Aim of the task – A word-for-word transcript of every entry is required.

=== Section Start ===

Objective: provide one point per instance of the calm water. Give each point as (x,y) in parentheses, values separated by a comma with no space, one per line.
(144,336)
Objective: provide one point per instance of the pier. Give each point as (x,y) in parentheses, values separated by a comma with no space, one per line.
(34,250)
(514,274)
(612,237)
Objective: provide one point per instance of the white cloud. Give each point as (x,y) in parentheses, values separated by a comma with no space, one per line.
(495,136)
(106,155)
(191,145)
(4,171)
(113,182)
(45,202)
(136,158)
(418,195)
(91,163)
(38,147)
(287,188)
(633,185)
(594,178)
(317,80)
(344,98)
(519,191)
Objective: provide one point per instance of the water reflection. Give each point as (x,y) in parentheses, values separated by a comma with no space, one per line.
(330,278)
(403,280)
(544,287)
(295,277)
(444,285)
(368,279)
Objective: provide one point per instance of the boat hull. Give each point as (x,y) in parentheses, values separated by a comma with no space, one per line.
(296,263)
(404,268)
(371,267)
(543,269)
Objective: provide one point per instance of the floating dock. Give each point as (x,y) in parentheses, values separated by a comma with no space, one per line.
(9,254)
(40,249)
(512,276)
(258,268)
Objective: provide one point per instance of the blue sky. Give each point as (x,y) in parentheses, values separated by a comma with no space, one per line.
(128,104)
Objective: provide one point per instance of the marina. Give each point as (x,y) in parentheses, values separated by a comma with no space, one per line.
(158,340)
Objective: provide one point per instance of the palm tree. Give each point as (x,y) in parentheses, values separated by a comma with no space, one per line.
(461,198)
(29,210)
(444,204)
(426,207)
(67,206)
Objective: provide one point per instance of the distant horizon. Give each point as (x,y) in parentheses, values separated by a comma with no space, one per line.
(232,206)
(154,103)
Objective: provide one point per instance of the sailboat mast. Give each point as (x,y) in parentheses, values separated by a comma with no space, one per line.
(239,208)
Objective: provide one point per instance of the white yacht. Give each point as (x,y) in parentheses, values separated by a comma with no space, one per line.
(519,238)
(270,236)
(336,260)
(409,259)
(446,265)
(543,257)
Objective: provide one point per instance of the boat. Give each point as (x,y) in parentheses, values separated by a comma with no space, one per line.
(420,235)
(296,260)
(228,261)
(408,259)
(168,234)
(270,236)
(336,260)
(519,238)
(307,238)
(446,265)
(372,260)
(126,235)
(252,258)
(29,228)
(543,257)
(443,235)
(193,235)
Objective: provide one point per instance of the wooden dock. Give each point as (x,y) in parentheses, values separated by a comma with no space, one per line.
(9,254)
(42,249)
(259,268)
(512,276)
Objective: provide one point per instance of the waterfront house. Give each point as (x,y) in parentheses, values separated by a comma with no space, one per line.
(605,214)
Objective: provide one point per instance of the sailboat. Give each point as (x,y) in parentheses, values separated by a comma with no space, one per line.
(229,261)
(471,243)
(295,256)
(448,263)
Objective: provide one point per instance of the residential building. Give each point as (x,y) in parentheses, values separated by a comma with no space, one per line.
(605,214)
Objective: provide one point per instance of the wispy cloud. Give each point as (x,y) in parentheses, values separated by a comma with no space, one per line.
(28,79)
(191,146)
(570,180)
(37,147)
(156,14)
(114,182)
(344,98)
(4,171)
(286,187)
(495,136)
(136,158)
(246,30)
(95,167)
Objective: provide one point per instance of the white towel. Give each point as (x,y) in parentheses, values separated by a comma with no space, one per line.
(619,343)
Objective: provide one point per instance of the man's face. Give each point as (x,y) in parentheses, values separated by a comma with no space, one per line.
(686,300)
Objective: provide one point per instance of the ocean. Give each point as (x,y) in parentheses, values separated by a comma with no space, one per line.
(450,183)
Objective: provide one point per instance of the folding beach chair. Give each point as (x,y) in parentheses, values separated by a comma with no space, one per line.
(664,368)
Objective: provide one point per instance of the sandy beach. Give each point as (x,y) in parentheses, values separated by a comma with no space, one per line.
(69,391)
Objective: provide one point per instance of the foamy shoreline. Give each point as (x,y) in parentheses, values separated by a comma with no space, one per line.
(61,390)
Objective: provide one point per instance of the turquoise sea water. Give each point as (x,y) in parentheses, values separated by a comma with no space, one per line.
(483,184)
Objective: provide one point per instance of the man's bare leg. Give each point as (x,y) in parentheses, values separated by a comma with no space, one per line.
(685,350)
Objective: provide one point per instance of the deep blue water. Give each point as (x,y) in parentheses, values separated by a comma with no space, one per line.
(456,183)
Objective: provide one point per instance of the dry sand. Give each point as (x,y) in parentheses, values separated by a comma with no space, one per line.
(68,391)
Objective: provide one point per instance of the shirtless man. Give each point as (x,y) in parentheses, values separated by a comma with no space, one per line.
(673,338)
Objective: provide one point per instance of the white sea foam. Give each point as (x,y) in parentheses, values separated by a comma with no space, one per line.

=== Section End ===

Result for this exercise –
Objective: provide one point per instance of the calm water. Give each point as (x,y) in parentheses, values separated by a comma with no space, one per line.
(144,336)
Objective: provide one point per instance of the pier. Give each point as (x,y) in parentheses, values separated by a comma with no space, one per line.
(34,250)
(514,274)
(612,237)
Objective: provide one point per instance of the white cloud. Give each point as (x,y) in parentheses, values separated by a comma with no space, one per line.
(495,136)
(106,155)
(191,145)
(4,171)
(113,182)
(45,202)
(136,158)
(418,195)
(91,163)
(38,147)
(287,188)
(633,185)
(594,178)
(317,80)
(344,98)
(519,191)
Objective: provide one point per instance of the water reflection. Give each point as (x,y) in parentheses, values separated by a comma with no space, one per line.
(330,278)
(403,280)
(544,287)
(295,277)
(444,285)
(368,279)
Objective: provide one point per instance of the boat hull. Give each point as (x,y) in parentheses, values separated by a comma with no space, one per line.
(296,263)
(404,268)
(371,267)
(543,269)
Objective: provide one point per instance of the floating dock. Give each point as (x,y) in parentheses, values separated by a comma with no space, one per line.
(9,254)
(40,249)
(512,276)
(258,268)
Objective: provide one point per instance of the blue sky. Give each point as (x,y) in parentheses, values separated by a comma with no space, one per line.
(128,104)
Objective: provide one point per instance of the marina. Give each point as (x,y) in parentheses, values separated by a comma with no space, one per line.
(158,340)
Objective: provide one point per instance of the palm tree. Give each point as (x,y) in parentheses, values separated by a comma with no space, one per line.
(461,198)
(29,210)
(444,204)
(426,207)
(67,206)
Objective: provide one point per instance of the distant horizon. Give each point as (x,y) in parentheses, values separated by a comma with no space, one per line.
(232,206)
(154,103)
Objective: provide one point per instance of the sailboat mast. Give each point as (x,y) in parentheses, values separated by a comma with no space, one per line.
(239,208)
Objective: provide one point per instance of the white yacht. Give each point as (x,y) in parentheses, values separated by a comma with no space, one per line.
(519,238)
(270,236)
(336,260)
(409,259)
(446,265)
(543,257)
Objective: provide one point per instance of the boat. Give each point as (x,y) in parentheses, values separated by a comma with no space, one per line.
(420,235)
(296,260)
(228,261)
(408,259)
(168,234)
(270,236)
(336,260)
(519,238)
(307,238)
(446,265)
(372,260)
(126,235)
(252,258)
(29,228)
(543,257)
(443,235)
(193,235)
Objective: provide one point per instance of the wooden dock. Give each point as (x,y) in parentheses, values separated by a comma with no space, one per line.
(9,254)
(42,249)
(259,268)
(512,276)
Objective: provide one point per instance of the waterfront house. Give each point as (x,y) in parentheses, values separated by a comma with no space, one per line.
(605,214)
Objective: provide one point per instance of the sailboat. Give each point as (x,y) in parentheses, values separated by a comma with no space, one per line.
(229,261)
(471,243)
(295,256)
(448,263)
Objective: provide one point per instance of the residential building. Give each point as (x,y) in parentheses, values separated by a comma with no space, one per line.
(605,214)
Objective: provide one point per instance of the wispy cloud. Give each point as (x,y) in parentheses, values separated by a comma with no space, one per line.
(28,79)
(191,146)
(570,180)
(37,147)
(156,14)
(114,182)
(344,98)
(4,171)
(286,187)
(495,136)
(136,158)
(246,30)
(95,167)
Objective: provide one point per instance of the white towel. Give each point as (x,y) in parentheses, values separated by a comma with no space, one per line.
(619,343)
Objective: provide one point per instance of the man's face. Give each point as (x,y) in parentheses, values separated by a comma with no space, one per line.
(686,300)
Objective: provide one point per instance of the ocean. Give each point as (x,y) in parentheses, values separated by a comma with no space, one per line.
(450,183)
Objective: provide one point per instance of the folding beach chair. Give each point as (x,y) in parentheses, values separated by a comma with no space, one per line.
(664,368)
Objective: provide one point per instance of the sandy beach. Give each point as (x,y) in parentheses, values separated by a comma with no space, one per line.
(69,391)
Objective: provide one point per instance of the foamy shoreline. Give each point as (x,y) in parentheses, values separated by a comma with no space, one per line.
(61,390)
Objective: provide one point per instance of the turquoise sea water. Give each point as (x,y) in parentheses, values separated by a comma with no space, one per line.
(483,184)
Objective: provide one point per instance of the man's bare leg. Give each point as (x,y) in parentheses, values separated by a comma with no space, one per line.
(685,350)
Objective: provide one point per instance of the deep blue water. Give each point as (x,y) in parentheses, values separated by a comma with no space, one per line.
(456,183)
Objective: provide one point per instance of the dry sand. Give each point as (x,y) in parentheses, values separated by a comma with no space, one per line.
(68,391)
Objective: provide one point per instance of the shirtless man. Give each point as (x,y) in parentheses, values separated by a comma with no space, one per line.
(673,338)
Objective: provide one point per instance of the white sea foam. Give each point as (x,y) in parentheses, values separated by a comma with no space, one per line.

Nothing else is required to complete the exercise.